GOAL
Leave out any picture and return the remaining listing below exactly as given.

-- BEGIN --

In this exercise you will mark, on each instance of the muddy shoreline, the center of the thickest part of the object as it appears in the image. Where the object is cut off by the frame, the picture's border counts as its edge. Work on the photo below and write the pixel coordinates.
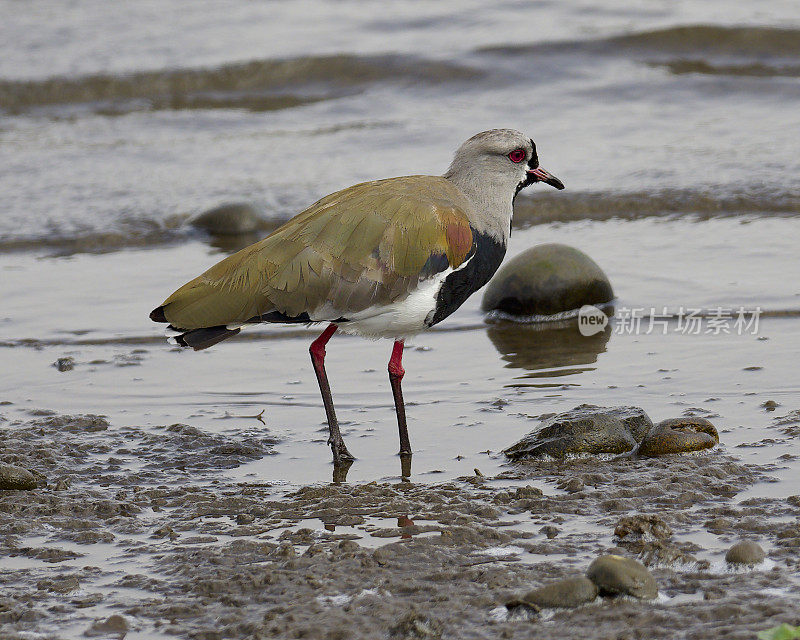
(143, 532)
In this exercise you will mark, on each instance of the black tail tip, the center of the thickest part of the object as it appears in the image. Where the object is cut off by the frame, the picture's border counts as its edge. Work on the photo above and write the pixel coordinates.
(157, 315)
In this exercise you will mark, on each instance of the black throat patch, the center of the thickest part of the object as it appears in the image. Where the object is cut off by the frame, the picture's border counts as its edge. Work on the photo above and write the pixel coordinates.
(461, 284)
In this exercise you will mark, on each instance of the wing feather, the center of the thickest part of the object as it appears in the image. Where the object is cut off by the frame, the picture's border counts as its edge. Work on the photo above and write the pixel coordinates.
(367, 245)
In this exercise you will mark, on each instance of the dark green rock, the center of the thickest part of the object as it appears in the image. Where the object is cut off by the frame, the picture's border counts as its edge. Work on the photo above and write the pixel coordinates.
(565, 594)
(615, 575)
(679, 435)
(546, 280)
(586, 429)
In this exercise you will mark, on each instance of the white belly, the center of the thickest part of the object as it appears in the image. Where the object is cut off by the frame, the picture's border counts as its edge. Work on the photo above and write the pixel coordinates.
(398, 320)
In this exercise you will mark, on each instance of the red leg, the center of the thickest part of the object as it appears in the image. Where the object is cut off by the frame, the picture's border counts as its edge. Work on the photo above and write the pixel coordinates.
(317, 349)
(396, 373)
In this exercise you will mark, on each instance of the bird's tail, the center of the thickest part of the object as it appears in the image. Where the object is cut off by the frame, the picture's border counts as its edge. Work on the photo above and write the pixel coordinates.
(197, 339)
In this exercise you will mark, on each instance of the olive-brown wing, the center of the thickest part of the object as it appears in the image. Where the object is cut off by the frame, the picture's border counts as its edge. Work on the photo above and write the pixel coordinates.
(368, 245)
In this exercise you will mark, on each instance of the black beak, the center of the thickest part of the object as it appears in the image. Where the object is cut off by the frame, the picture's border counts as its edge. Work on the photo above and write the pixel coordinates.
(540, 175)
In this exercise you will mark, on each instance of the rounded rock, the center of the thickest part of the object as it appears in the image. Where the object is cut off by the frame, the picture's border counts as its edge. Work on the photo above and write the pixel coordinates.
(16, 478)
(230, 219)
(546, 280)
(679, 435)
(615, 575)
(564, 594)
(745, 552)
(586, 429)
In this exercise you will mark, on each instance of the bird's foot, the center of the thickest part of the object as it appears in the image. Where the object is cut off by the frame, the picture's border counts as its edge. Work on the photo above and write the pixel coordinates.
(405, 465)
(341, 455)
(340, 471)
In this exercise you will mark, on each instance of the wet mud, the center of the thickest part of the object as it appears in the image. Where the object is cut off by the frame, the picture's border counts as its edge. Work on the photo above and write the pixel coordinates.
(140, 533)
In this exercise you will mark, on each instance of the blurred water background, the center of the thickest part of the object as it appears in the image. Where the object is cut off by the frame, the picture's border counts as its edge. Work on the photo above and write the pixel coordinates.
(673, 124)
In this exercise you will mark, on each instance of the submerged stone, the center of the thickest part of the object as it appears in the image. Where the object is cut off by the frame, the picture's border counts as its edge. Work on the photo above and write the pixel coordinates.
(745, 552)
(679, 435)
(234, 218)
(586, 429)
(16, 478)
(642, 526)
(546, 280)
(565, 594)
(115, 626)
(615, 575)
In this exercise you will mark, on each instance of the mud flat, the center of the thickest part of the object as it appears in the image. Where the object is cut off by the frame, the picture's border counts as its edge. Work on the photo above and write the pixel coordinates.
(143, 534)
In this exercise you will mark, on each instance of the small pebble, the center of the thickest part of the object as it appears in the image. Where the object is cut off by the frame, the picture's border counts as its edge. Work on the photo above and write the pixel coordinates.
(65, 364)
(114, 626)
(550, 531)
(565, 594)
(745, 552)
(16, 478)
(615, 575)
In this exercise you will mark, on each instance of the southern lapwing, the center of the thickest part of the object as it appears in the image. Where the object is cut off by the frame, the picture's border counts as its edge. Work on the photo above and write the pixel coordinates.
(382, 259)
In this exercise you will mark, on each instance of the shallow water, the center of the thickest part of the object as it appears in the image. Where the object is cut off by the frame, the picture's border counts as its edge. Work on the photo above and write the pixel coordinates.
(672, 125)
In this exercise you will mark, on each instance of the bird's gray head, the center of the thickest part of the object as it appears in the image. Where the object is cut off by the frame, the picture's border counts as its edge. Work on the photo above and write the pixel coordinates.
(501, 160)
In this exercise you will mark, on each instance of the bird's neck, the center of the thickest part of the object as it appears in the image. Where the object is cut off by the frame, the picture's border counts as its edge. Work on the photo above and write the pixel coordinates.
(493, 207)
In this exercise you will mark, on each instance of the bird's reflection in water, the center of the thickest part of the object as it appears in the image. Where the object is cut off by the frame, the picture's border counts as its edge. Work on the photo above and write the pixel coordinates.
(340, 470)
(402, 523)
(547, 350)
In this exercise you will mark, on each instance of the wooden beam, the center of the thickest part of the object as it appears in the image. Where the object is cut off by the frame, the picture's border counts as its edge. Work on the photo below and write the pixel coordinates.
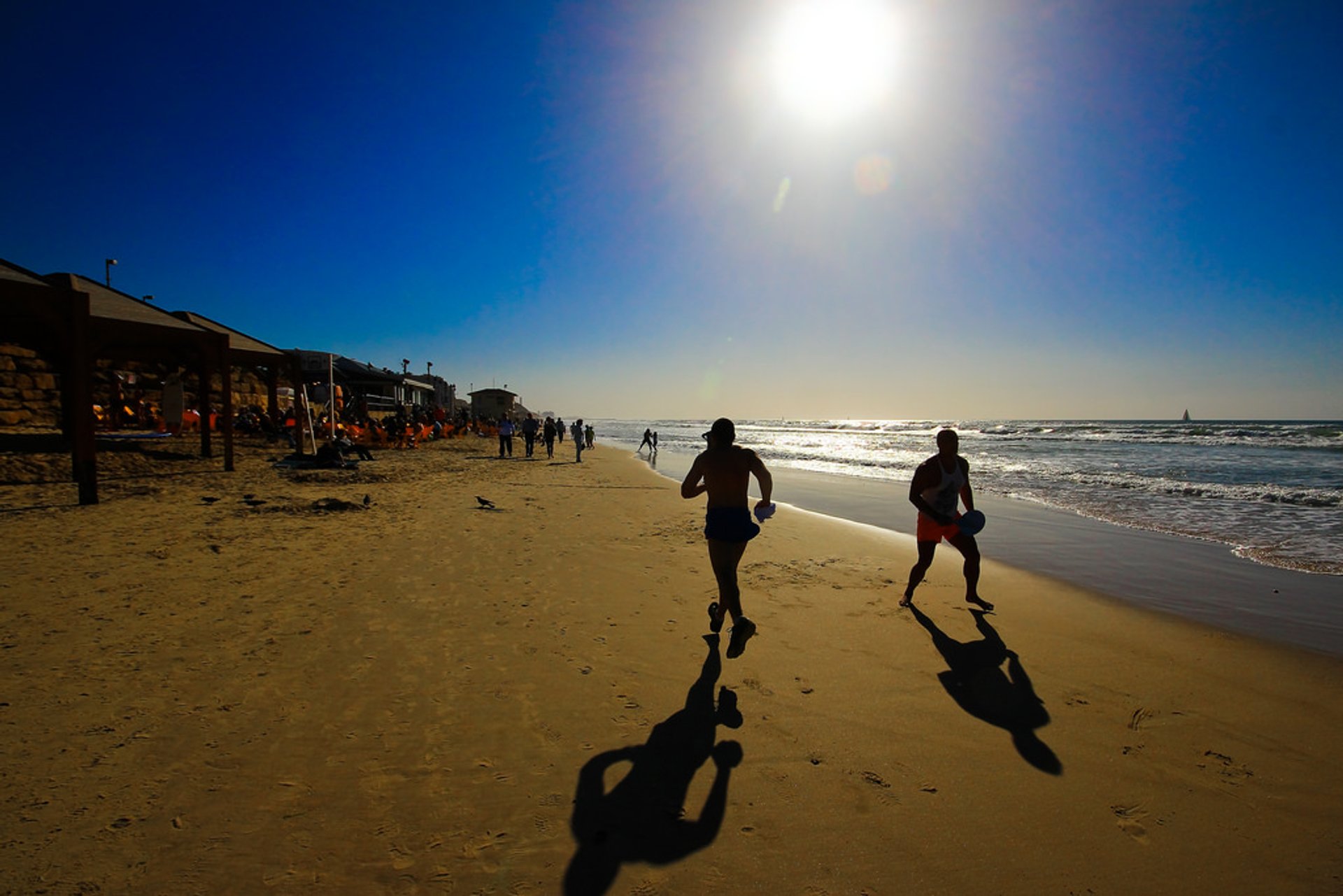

-- END --

SOLUTION BELOW
In this exercise you will mark, on each instance of the muddy shoreline, the center of the thickest part of the object as it appears in the image. Where the object is cut off by the frame, the picture's border counts as its edge. Work on the photo below and write the pixel coordinates.
(143, 532)
In this exercise you will mark, on each instance of the black tail tip, the center of the thickest part of the object as it appears in the image. Where the object is cut off by the frame, the picture's border counts as its edge. Work on the photo above and write the pixel coordinates.
(157, 315)
In this exercise you will mark, on each instance of the black throat patch, the center of the thickest part of the object as it appears in the image. Where the object is cut off by the frame, the picture's border counts as its edge. Work on the photo above and write the pixel coordinates.
(461, 284)
In this exercise you will mark, on each instance of the wing feather, the center of the thickest part of the object as it appears in the image. Where the object is cut off by the frame, the picture's border counts as its edge. Work on the photo above and write the pixel coordinates.
(367, 245)
In this exercise you will mark, on each instance of the dark green rock, the center of the thickest part of the object as it appears in the image. Where the object is cut off by the frame, the picture's border counts as its edge. Work on the photo above and write the pixel coordinates.
(565, 594)
(615, 575)
(679, 435)
(546, 280)
(586, 429)
In this exercise you will mark, on each instance of the white belly, the center of the thickest part of the object as it appears in the image. Where the object is cut off by the frame, the picture's border counts as its edge. Work on the photo above and write the pixel coordinates.
(398, 320)
In this exercise you will mark, on each instance of the red leg, the center of the thickest part of the object as it appears in the image. Where the object is cut off by the frame, the picture's border counts as its edge. Work on the photo above and write the pixel coordinates.
(317, 349)
(396, 373)
In this exercise you will mark, on each instance of the bird's tail, the center of the thickest part of the object as it appears in the image. Where the object is cut off by the frame, the picture's border counts as its edge. Work on the photo above and write the pixel coordinates.
(197, 339)
In this exercise you will mark, on each instance of the olive-brown wing, the center of the thickest part of the object as it appears in the image. Where the object is cut off by the frame, the picture's border counts as its edge. Work on the photo above and write the pixel coordinates.
(368, 245)
In this exercise you will mark, on each instance of the black beak, the center of the thickest part of the object as it appears in the image. Where the object is cut off by the frame, the picture's border counts as its edge. Work on the photo above and write the pixel coordinates.
(540, 175)
In this exercise you will mark, on each instance of the rounded rock, the center of the thickest part of the object as it appears in the image. Where the object is cut off by the frame, the picture's border counts as its edge. Work on the photo above and write the pixel coordinates.
(16, 478)
(230, 219)
(546, 280)
(679, 435)
(615, 575)
(564, 594)
(745, 552)
(586, 429)
In this exercise you will mark, on each instance of the bird's foot, the center of the thickest part of the object as it appears in the image. Where the object is cut off by the frame, the picture's border counts as its edge. Work on the photo above and write the pixel coordinates.
(405, 465)
(341, 455)
(340, 471)
In this exercise you will mark, on each instance of the wet mud, the center of the thickest part of the object as it appears in the image. Where the object is cut off by the frame, the picture's border counts as its edge. Work on the photo above and write the pixel coordinates.
(140, 533)
In this exercise you will mark, on each instance of the blurred water background, the center of the thickest part of the object as it appears in the image. Where the object is cut off by the frame, the picture's border counts as its edge. Work on the photo above and write the pixel coordinates.
(673, 124)
In this exercise you will mark, on each instance of the submerged stone, the center of the thickest part of the object as it appears in the image. Where the object is cut off by the frame, the picture's border counts as its edge. Work on the photo above and write the pixel coordinates.
(745, 552)
(679, 435)
(234, 218)
(586, 429)
(16, 478)
(642, 526)
(546, 280)
(565, 594)
(115, 626)
(615, 575)
In this exercise you will mark, on each instance of the mud flat, the center of the thickest part of the object as it appears in the image. Where the object is cut off by the frame, the picture's border counts as its edge. Work on the photo above and write the pixel coordinates.
(143, 534)
In this exercise you will mark, on each instance of the small pebble, the center of the thickest part of the object as it appears in the image. Where the object is cut off by the frame, the picture's border counts as its edge. Work on the photo above and write the pixel coordinates.
(65, 364)
(114, 626)
(550, 531)
(565, 594)
(745, 552)
(16, 478)
(615, 575)
In this exercise you will mark, on each instance of the southern lapwing, the center of the thickest part of the object as it appears in the image. Where the object is cut off by the frame, the picture's border counts as its edge. Work on the photo above and write the pixel coordinates.
(382, 259)
In this exercise you will mark, on each instance of the shallow water, the center of the thickest part of the object as it appears in the image. Where the object is cut off by the frame, the picture's border counts as its edge. Work on the photo above and write the pixel coordinates.
(672, 125)
In this exercise you will mark, on each instance of the bird's gray head, the center of the thickest part of the object as it appears in the image. Where the object is cut off by the frame, the picture's border counts as its edge. Work on the photo above and write the pixel coordinates.
(501, 160)
In this exercise you will mark, on each instance of the bird's neck, the center of the thickest part of the object as it appears in the image. Where the object is cut off by the frame, the picture's border counts as its edge. Work on the photo above and write the pixel coordinates.
(493, 207)
In this exercise you will mark, on each instance of the bird's reflection in water, the center of the thickest part of the object as it appears in the image. Where the object is cut off by the frame, the picture's border counts as its edge. Work on the photo above and write the pixel coordinates.
(340, 470)
(402, 523)
(547, 350)
In this exercise you will mark, on each instance of the wooden beam, the center of the thickest part of the object as it appears in the image. Where the object is cut off by the frame, the picture's border counts as its edge. Work on the photo below and write the pixel coordinates.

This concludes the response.